- **Exercise requirements**: Where the data below has the string "belongs", return the whole line.

- **Dataset**:
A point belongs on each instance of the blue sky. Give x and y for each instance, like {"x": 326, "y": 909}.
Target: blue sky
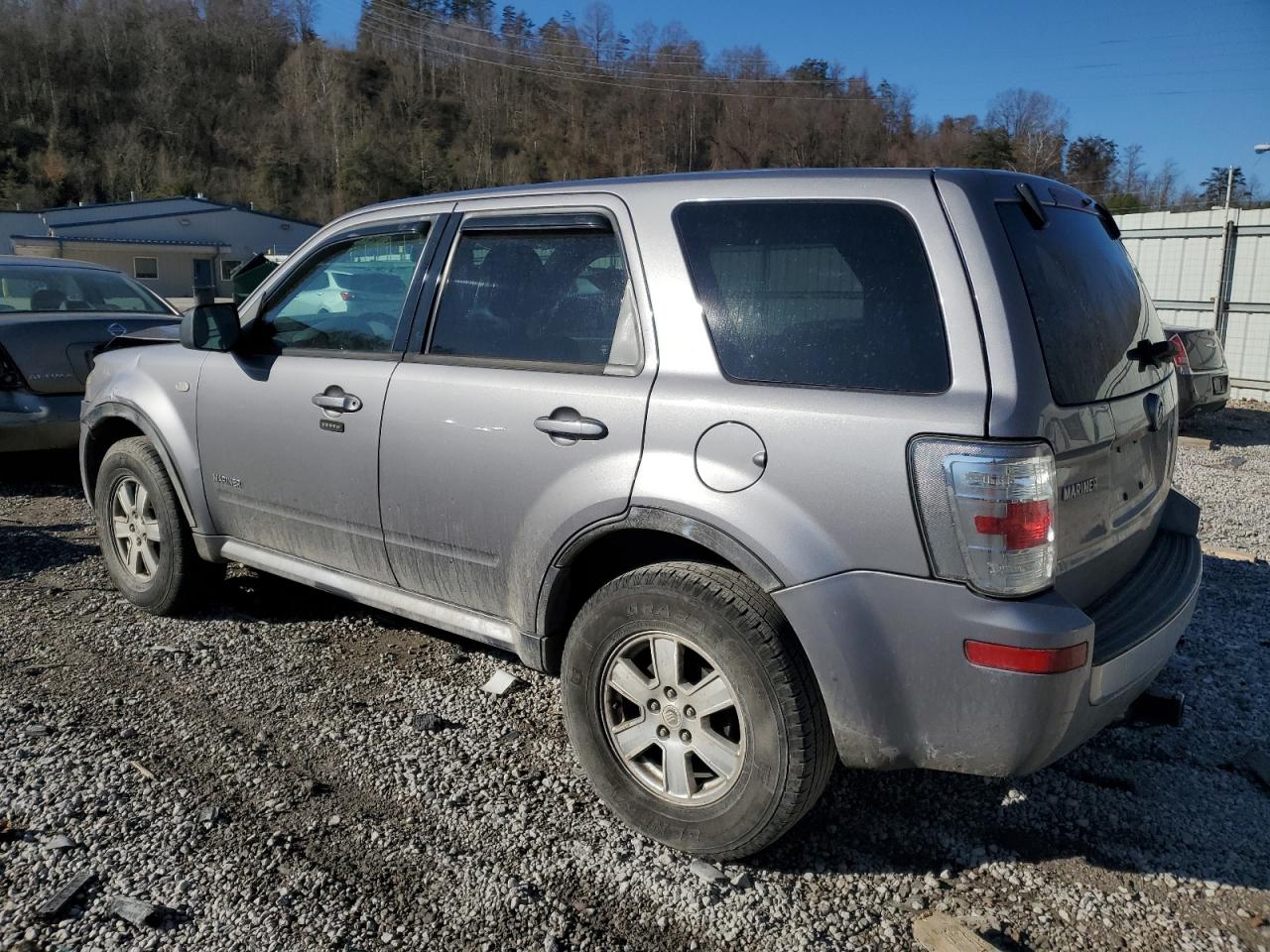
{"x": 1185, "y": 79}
...
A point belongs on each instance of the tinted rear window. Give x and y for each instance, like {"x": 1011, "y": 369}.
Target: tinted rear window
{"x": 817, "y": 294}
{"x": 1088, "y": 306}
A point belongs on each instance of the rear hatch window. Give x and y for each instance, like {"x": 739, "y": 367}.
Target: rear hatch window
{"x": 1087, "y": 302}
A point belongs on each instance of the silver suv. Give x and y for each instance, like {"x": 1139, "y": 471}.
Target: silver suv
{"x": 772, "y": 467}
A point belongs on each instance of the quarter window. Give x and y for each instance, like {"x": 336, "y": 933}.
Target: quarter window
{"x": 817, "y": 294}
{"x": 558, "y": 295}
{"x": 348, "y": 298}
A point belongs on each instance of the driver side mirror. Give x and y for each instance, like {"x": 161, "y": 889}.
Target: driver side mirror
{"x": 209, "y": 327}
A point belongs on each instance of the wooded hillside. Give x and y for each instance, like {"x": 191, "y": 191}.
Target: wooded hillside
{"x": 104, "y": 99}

- **Expected answer**:
A point belongs on each instance of the blue sky. Give x and y for each instance, like {"x": 326, "y": 909}.
A point belongs on each instance of the tinted rear window. Give x and y for each instance, like {"x": 1011, "y": 369}.
A point belongs on each instance of the rear hatch window. Give x and y for each instance, like {"x": 739, "y": 367}.
A point belongs on each instance of the silver suv. Give x and y for each instance, like {"x": 1139, "y": 471}.
A point belongs on each instance of the quarter window. Give x and y for each instance, like {"x": 336, "y": 933}.
A point belongs on each instance of the driver side mirror. Give x and y for each instance, like {"x": 161, "y": 889}.
A point belongs on each instance of the wooded hillside. Give x and y for each instance, like {"x": 191, "y": 191}.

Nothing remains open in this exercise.